• [Yang Ditanyakan] Menurut teks di bawah tentang tudingan politisasi agama, sejak era siapa berkuasa tudingan itu sudah ada?

• [Teks Bacaan]
Suaramuslim.net – “Politikus berkedok agama.”
“Awas politisasi agama. Menjual ayat dan hadits!’
Semula, disangkakannya itu jualan para pegiat harokah. Entah berwadah partai atau bukan. Nyatanya, yang sering dan berpengalaman soal tudingan itu adalah penuduhnya. Sejak era Sukarno berkuasa sampai tayangan terkenal bincang-bincang di sebuah televisi swasta nasional semalam (13/8) mengudara.
Alhasil, bercermin pada wajah sendiri memang amat mahal. Lebih mending mendakwa buruknya perangai pada saudara lain di luarnya.
Tetapi banyak yang tak mafhum soal ini. Malahan mereka memilih menuding anak-anak muda pihak lain, yang tengah getol bawakan agama dalam politik bangsa, seumpama kerbau belajar di Google. Sedianya merekalah lembu yang dibebani hafalan dan fasihnya mendaras kitab tapi abai pada cermin diri.
Kekokohan menyebutkan pihak lain lebih literalis, tekstual, atau formalis. Kadang sebagian kita lupa bahwa oposisi biner tidak mesti terjadi abadi. Mereka disebut seperti itu, sedangkan kita sebaliknya. Padahal, praktik yang terjadi, kita malah lebih tekstual dan formalis daripada pihak yang dituduh.
Soalan seperti itu sering ditemui dalam kasus kita lebih Pancasilais sedang mereka tidak; kita nasionalis, mereka jualan negara agama. Atau bentuk yang lain; mereka primordial, dan kita pluralis. Sayangnya, klaim itu hangus justru oleh kepongahan kita. Serupa dengan eks petinggi sebuah lembaga yang memasarkan pluralisme belum lama ini terjerembab oleh kilahan katanya. Yang malah bernada sentimental sarat prasangka dibanding pihak yang sering ditelitinya selama ini.

(Data Tersimpan)
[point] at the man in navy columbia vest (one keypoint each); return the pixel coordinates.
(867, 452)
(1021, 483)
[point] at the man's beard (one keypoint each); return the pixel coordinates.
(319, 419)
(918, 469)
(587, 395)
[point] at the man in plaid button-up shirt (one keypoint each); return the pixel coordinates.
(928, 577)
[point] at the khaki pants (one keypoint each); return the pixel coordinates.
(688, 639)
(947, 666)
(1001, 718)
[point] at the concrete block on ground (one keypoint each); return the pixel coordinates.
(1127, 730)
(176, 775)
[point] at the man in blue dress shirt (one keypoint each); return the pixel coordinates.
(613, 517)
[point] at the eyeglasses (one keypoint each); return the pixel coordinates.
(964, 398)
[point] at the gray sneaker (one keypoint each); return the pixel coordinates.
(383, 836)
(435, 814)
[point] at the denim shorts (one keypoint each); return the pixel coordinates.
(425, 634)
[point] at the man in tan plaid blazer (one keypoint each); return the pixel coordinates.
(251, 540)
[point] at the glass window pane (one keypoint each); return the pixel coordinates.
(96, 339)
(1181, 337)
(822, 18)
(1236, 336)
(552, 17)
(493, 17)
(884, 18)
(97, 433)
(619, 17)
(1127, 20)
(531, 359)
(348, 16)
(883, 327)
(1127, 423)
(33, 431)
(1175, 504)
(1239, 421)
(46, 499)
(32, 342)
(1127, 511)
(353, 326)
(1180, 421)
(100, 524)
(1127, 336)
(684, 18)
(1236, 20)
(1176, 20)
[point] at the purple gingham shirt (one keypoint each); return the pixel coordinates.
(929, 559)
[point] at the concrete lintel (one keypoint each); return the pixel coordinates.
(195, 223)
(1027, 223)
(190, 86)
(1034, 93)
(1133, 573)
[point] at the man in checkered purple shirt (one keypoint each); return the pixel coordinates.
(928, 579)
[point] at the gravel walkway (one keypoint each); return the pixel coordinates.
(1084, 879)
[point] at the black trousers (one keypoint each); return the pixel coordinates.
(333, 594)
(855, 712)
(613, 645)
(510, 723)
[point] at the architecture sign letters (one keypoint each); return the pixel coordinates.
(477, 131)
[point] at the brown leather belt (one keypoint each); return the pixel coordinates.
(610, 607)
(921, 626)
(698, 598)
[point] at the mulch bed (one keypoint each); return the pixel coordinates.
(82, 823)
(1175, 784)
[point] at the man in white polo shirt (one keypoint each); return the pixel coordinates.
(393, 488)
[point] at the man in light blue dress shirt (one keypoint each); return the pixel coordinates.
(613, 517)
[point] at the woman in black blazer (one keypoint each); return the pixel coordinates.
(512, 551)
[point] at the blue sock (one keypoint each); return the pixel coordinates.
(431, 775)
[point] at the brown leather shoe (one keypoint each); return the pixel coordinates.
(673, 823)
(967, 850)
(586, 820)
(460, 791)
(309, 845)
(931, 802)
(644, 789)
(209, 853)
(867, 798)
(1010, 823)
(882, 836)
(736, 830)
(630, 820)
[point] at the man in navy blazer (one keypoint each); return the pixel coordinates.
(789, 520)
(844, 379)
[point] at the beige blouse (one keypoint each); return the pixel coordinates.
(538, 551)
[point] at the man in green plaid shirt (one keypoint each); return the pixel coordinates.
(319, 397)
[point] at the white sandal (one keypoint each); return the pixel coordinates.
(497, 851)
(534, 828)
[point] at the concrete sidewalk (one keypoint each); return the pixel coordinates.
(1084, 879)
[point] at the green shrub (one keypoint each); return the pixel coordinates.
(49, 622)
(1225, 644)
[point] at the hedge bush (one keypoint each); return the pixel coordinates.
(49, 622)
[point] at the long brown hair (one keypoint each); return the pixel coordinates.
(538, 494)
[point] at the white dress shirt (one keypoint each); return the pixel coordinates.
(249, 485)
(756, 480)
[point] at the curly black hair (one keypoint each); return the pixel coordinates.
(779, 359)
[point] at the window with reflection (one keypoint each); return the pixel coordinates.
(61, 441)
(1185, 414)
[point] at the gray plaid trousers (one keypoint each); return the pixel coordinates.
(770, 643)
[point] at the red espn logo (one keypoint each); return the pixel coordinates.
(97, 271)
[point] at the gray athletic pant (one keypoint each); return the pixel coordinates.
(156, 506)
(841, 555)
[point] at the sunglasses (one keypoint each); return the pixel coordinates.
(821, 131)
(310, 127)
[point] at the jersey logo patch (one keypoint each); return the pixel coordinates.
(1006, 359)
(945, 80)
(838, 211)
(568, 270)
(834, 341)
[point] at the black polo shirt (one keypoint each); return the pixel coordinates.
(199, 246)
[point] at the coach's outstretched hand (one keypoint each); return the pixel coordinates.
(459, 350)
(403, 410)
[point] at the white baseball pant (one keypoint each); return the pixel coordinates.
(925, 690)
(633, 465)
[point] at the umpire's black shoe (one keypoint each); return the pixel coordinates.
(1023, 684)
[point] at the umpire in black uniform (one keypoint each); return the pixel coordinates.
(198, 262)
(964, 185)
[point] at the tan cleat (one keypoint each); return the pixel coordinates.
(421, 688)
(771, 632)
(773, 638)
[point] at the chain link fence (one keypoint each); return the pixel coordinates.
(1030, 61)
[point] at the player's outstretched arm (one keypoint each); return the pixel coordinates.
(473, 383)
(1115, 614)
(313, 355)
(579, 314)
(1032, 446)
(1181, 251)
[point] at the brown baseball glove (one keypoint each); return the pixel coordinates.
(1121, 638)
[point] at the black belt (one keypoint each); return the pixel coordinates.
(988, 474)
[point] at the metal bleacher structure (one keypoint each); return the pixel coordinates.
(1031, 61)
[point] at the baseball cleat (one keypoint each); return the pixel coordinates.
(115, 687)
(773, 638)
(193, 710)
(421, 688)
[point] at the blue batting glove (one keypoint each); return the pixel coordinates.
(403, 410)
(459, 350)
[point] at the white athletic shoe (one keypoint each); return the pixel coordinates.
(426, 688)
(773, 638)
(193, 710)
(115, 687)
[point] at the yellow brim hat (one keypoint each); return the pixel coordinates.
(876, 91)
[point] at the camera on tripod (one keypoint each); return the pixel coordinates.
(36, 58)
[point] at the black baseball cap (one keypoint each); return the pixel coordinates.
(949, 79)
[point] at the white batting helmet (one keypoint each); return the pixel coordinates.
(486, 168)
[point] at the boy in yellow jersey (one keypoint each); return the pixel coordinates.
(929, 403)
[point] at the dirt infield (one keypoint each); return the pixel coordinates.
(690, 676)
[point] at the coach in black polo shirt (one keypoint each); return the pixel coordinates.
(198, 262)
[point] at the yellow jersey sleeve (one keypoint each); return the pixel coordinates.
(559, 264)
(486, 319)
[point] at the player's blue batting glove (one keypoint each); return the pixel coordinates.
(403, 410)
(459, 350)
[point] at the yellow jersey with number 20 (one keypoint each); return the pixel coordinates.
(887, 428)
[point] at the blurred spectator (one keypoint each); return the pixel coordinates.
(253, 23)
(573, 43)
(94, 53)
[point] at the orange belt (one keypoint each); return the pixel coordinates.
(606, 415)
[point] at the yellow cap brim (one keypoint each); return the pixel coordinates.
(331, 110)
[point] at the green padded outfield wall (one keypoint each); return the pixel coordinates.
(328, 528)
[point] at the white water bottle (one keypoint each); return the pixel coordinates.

• [Jawaban Latihan] Sejak era Sukarno berkuasa.